● **ACTION ITEM**:
Go through the records below and copy out every line holding "door".

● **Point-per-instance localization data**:
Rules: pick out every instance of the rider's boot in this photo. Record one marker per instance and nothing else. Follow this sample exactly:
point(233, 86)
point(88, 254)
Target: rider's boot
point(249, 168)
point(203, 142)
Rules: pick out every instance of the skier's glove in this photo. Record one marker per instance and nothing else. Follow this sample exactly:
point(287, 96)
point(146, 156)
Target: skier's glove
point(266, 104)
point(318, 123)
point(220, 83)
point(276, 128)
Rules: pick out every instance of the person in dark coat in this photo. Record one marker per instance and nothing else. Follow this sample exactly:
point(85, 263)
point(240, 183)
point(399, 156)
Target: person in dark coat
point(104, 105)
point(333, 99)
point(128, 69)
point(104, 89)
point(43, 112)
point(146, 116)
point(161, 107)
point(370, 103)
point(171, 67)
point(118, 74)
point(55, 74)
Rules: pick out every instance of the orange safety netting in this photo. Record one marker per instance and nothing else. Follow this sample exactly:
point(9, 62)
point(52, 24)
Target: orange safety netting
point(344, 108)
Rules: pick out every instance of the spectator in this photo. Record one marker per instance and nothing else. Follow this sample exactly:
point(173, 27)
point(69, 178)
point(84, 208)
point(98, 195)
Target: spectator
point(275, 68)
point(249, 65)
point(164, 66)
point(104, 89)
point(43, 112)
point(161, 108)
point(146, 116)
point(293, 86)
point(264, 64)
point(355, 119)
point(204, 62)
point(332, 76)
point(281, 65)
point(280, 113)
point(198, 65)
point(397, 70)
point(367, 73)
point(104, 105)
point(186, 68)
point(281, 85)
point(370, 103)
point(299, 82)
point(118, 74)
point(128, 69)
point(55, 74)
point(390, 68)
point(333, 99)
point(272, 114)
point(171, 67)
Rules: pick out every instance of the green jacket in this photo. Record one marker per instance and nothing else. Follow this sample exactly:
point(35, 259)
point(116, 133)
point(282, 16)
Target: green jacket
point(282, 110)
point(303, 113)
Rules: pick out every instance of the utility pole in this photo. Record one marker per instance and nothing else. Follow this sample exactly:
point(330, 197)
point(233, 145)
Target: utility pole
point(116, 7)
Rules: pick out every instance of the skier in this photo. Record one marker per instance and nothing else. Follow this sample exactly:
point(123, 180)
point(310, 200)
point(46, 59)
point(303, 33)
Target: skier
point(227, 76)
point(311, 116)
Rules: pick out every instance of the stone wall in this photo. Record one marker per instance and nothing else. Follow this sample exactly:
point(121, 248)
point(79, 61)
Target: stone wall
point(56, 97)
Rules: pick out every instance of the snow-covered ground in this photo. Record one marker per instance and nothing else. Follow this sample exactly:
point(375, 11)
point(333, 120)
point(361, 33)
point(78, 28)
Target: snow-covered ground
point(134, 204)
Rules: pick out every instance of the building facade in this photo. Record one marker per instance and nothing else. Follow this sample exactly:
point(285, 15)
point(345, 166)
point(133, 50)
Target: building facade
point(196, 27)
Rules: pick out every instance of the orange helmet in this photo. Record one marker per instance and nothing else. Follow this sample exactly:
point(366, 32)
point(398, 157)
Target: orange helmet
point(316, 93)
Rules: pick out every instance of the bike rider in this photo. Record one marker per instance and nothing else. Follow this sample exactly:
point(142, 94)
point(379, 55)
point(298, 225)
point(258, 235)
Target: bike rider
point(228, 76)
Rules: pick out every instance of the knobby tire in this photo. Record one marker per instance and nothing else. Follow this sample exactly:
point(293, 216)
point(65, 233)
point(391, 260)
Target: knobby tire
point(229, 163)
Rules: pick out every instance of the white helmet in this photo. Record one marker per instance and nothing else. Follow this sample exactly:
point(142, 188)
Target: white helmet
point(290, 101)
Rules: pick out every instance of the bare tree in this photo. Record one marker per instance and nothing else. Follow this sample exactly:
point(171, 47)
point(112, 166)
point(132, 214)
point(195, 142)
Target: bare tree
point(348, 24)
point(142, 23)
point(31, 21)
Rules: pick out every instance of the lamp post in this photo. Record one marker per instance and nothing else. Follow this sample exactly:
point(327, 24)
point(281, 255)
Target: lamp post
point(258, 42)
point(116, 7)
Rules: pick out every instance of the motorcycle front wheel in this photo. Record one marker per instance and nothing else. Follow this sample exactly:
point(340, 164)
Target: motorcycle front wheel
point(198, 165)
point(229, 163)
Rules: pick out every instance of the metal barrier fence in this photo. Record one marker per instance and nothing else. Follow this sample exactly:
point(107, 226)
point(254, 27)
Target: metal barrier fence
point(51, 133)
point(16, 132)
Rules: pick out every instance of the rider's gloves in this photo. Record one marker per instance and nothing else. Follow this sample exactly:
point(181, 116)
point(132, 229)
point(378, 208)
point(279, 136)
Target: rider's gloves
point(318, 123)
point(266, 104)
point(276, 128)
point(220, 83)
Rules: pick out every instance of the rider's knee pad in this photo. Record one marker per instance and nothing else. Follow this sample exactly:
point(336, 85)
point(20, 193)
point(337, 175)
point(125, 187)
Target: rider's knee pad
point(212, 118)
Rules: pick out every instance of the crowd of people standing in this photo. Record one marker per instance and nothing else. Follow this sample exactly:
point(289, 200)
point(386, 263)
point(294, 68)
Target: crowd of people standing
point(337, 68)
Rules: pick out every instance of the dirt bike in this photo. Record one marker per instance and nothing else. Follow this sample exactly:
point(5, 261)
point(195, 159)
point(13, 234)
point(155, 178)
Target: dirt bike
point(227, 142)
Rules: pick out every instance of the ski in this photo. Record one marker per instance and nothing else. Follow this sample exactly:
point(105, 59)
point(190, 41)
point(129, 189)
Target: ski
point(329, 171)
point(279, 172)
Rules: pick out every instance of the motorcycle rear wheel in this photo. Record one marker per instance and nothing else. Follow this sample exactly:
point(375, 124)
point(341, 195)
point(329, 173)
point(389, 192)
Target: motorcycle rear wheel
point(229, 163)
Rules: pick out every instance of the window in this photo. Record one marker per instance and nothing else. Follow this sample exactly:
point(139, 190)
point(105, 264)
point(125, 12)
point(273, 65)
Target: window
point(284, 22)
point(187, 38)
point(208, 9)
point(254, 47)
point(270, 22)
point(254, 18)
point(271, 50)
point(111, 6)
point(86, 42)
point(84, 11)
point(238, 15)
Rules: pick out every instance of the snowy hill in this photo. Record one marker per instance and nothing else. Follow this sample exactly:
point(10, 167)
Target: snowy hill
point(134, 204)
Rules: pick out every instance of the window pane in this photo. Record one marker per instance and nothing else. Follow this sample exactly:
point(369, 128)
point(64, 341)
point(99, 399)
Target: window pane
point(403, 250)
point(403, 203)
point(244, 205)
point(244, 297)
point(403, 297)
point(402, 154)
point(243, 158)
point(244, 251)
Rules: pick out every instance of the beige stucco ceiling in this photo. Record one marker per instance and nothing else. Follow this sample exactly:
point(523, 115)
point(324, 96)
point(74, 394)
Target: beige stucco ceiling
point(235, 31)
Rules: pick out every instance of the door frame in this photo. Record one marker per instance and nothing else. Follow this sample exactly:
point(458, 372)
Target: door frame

● **RESPONSE TO THE TASK**:
Rules: pick out every instance of the door frame in this photo. Record one marker per instance and nothing else. Follow this sample exactly:
Target: door frame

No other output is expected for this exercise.